Optimizer.step() is very slow

chinmoy_samant · December 25, 2018, 8:34am

I am training a Densely Connected U-Net model on CT scan data of dimension 512x512 for segmentation task.
My network training was very slow, so I tried to profile the different steps in my code and found the optimizer.step() line to be the bottleneck. It is extremely slow and takes nearly 0.35 secs every iteration. The time taken by the other steps is as follows:

.
My optimizer declaration is: optimizer = optim.Adam(model.parameters(), lr=0.001)
I cannot understand what is the reason. Can someone suggest some possible causes?

Thanks

tom · December 25, 2018, 6:41pm

The relation between backward and optimize seems unrealistic: Are you on cuda? Did you use torch.cuda.synchronize() each time you start or stop the timer?
I have to ask because it’s a very common cause of invalid performance analyses.

Best regards

Thomas

chinmoy_samant · December 26, 2018, 6:20am

Thanks for your reply. Sorry I did not.

Here are the results of the run after adding torch.cuda.synchronize():

Now loss.backward() is the slowest step. I can understand forward calculation and loss.backward having similar time complexity, but what’s the reason for optimize step being ~30x faster? Are all the weight updates doing simultaneously, while loss.backward is sequential?

smth · December 28, 2018, 11:26pm

optimizer.step() is 30x faster because it’s a very cheap / small operation (usually linear in number of parameters), compared to the neural network itself (which usually has matmul / convolution, which is quadratic or more in number of parameters)

• **Work request A**
According to the thread on the slow optimizer step, why does optimizer.step() run about 30 times faster than the rest of training? Explain in one to three sentences.
• **Work request B**
Set down the passage of the thread on the slow optimizer step from "The relation between" up to and including "stop the timer?".
The lines after this point come from a separate source.

• **Collected data**
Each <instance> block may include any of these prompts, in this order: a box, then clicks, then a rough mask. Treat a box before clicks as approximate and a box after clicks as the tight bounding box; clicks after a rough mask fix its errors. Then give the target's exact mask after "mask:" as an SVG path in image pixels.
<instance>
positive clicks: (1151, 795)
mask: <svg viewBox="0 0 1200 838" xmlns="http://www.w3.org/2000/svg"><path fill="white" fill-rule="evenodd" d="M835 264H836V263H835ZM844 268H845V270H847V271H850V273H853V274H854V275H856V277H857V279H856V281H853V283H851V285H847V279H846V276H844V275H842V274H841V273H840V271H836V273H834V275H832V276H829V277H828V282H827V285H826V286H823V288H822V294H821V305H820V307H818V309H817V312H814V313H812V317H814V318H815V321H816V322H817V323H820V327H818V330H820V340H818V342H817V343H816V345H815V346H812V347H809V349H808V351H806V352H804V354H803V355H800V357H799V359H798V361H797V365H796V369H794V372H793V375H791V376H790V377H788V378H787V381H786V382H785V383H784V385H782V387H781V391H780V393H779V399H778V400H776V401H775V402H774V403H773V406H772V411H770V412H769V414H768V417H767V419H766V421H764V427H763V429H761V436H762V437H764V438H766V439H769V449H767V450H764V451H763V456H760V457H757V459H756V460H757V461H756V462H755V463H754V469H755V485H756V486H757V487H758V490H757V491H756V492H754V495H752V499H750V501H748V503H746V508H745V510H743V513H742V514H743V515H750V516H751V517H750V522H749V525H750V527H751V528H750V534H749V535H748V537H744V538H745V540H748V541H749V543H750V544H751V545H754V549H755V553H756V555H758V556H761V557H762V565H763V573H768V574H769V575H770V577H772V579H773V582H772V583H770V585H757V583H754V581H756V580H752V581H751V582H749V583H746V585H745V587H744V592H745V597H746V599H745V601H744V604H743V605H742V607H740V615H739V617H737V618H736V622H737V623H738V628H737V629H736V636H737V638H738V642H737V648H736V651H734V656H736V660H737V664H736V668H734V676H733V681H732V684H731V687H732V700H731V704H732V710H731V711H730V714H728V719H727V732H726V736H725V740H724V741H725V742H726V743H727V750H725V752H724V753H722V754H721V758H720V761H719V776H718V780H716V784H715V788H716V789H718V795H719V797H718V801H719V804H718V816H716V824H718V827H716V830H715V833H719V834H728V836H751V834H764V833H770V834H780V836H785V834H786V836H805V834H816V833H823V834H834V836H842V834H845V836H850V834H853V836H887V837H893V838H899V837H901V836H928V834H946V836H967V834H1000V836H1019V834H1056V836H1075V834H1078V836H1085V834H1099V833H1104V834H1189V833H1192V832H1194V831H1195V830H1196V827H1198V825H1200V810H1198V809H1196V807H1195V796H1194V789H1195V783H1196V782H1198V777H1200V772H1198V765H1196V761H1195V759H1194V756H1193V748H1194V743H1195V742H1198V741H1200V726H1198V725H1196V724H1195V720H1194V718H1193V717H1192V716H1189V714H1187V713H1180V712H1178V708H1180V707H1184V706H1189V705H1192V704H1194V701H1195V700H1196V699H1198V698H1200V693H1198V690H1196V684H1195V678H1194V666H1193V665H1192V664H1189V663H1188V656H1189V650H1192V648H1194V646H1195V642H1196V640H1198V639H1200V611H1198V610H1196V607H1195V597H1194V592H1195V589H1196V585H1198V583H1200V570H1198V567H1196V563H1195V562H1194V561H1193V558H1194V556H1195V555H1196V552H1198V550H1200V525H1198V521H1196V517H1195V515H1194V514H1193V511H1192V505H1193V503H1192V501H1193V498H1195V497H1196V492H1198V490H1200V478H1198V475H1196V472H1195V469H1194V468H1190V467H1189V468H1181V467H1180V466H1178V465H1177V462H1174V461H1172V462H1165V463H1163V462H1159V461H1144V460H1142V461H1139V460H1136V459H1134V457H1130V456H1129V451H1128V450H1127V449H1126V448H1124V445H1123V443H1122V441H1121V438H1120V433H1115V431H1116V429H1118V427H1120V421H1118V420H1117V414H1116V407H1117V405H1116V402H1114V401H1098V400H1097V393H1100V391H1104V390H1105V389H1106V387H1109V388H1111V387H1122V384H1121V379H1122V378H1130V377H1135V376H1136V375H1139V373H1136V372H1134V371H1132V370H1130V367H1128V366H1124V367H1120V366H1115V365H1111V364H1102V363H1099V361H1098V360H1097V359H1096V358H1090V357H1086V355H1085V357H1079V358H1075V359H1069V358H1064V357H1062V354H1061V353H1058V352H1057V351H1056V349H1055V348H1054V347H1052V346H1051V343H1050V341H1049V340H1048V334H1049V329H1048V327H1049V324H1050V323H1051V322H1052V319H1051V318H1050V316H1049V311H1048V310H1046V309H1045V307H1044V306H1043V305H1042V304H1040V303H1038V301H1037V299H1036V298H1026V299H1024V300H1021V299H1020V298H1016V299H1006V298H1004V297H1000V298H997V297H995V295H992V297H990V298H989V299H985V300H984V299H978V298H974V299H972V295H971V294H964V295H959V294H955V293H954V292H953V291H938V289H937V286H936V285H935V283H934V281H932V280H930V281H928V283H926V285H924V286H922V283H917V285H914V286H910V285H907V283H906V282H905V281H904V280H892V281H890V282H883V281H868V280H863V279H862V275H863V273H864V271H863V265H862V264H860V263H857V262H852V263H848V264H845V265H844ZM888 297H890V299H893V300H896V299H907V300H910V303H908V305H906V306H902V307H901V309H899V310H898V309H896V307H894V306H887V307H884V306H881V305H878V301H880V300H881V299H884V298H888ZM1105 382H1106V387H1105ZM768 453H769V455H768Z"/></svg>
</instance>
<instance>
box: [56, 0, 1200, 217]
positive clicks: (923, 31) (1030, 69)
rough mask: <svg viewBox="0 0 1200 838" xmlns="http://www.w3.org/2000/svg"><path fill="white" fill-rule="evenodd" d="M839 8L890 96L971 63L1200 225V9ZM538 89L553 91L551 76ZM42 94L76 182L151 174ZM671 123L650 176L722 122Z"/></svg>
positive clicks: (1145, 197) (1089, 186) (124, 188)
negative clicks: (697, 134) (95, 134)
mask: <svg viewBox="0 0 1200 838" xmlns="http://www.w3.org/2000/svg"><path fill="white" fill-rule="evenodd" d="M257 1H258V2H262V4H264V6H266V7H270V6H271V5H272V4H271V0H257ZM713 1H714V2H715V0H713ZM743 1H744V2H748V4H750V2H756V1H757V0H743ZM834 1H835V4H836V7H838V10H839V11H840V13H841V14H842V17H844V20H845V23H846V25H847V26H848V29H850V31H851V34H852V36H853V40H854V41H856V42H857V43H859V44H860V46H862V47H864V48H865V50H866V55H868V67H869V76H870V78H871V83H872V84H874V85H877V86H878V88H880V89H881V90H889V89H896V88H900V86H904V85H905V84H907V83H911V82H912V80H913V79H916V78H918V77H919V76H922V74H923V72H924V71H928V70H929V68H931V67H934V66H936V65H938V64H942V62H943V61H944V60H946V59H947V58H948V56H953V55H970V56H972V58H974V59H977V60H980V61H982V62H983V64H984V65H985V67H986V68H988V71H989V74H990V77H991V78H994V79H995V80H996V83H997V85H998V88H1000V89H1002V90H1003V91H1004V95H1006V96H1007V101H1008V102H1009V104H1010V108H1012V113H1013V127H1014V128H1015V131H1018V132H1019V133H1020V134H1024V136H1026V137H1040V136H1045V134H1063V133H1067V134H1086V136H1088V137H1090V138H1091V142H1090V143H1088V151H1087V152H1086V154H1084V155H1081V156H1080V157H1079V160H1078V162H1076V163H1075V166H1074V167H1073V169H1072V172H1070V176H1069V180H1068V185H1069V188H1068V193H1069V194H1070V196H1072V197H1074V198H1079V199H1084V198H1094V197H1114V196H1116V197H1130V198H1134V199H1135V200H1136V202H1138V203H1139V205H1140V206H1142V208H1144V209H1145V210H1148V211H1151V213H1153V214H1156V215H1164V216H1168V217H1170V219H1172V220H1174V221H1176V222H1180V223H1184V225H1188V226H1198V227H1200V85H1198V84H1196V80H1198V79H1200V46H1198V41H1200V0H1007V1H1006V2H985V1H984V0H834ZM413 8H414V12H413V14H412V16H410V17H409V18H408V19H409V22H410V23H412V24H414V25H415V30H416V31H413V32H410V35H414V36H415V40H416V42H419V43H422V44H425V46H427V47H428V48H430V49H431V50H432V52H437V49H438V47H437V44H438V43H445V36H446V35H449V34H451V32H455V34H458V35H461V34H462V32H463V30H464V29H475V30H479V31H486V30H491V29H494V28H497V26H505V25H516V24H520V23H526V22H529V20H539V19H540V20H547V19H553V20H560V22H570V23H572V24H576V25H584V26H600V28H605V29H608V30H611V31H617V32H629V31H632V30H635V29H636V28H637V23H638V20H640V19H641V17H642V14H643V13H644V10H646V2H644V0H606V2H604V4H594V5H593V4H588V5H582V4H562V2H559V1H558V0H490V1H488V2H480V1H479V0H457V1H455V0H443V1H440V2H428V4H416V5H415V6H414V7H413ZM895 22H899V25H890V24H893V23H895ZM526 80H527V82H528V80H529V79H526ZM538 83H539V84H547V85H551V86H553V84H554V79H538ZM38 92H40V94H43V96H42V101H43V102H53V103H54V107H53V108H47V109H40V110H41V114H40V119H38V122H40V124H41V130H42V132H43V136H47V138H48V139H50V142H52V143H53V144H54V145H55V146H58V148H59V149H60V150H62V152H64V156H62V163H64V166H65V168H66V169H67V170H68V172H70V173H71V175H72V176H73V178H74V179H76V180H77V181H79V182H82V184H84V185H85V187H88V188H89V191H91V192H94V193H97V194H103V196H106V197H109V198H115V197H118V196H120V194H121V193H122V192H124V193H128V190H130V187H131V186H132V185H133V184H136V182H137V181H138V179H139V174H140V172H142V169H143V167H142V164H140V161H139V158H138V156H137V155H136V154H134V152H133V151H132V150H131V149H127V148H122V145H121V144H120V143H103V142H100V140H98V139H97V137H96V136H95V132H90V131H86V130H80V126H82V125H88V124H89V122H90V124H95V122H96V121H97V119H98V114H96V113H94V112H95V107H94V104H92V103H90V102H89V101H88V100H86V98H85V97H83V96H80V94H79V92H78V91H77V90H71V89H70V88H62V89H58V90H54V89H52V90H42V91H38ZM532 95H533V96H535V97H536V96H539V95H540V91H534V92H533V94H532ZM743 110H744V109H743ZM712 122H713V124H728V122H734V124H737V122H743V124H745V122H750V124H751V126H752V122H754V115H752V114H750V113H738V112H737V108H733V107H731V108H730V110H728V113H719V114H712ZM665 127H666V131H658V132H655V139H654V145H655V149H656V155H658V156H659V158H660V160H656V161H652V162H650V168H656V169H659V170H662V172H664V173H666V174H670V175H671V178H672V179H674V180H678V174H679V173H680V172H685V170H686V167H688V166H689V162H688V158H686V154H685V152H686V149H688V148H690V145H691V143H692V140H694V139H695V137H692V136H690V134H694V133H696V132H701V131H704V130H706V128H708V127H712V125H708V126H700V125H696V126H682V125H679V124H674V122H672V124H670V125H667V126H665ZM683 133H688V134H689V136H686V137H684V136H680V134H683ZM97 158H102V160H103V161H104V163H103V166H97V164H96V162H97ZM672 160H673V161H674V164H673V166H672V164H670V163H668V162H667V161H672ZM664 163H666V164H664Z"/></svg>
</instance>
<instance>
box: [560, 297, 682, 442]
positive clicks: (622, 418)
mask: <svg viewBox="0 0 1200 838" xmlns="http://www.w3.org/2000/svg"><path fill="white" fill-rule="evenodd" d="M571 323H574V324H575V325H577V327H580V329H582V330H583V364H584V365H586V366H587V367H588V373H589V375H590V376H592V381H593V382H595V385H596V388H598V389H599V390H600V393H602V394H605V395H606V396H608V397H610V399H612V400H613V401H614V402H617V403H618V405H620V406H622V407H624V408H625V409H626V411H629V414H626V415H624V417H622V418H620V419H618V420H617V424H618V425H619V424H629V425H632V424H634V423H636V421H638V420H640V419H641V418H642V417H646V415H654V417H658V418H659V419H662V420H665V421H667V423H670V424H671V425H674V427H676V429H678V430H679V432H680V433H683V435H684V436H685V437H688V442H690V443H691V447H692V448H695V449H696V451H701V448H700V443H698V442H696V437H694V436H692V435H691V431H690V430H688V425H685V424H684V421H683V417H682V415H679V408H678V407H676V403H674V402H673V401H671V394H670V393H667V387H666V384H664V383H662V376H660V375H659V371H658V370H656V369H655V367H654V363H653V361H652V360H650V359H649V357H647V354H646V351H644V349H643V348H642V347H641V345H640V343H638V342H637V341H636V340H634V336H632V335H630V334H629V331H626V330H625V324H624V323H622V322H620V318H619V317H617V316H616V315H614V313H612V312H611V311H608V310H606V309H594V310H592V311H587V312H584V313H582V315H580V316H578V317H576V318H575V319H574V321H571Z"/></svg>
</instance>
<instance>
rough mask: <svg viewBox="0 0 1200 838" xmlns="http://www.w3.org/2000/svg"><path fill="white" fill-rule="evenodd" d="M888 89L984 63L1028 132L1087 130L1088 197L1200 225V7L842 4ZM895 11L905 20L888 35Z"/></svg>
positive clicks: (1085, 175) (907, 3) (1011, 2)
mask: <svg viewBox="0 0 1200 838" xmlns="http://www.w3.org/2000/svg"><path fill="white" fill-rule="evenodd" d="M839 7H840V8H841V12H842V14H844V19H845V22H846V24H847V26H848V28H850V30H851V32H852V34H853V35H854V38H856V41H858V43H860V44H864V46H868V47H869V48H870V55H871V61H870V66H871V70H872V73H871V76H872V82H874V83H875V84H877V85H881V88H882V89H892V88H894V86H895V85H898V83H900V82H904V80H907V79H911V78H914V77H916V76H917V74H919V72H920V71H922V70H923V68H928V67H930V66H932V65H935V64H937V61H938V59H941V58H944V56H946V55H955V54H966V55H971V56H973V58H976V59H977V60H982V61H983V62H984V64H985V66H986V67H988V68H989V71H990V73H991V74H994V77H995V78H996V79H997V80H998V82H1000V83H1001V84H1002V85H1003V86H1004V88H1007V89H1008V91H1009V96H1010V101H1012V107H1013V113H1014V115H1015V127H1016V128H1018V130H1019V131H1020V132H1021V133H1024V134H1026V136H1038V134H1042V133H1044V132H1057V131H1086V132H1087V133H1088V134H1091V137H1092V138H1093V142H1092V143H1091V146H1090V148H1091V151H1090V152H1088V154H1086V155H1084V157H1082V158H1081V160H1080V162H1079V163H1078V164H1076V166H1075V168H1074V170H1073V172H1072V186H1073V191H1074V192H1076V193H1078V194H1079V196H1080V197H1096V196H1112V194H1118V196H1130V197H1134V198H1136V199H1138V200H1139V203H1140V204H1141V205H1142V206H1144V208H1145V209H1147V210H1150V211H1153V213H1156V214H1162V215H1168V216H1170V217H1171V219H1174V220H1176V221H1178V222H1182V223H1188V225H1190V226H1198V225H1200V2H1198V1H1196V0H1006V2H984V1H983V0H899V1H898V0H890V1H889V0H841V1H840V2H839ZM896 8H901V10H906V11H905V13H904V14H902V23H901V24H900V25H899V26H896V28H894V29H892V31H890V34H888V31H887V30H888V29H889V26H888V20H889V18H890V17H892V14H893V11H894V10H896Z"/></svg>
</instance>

• **Reply A**
The optimizer step is a very cheap, small operation whose cost usually grows linearly with the number of parameters. The neural network itself usually involves matrix multiplications or convolutions, whose cost is quadratic or more in the number of parameters.

• **Reply B**
The relation between backward and optimize seems unrealistic: Are you on cuda? Did you use torch.cuda.synchronize() each time you start or stop the timer?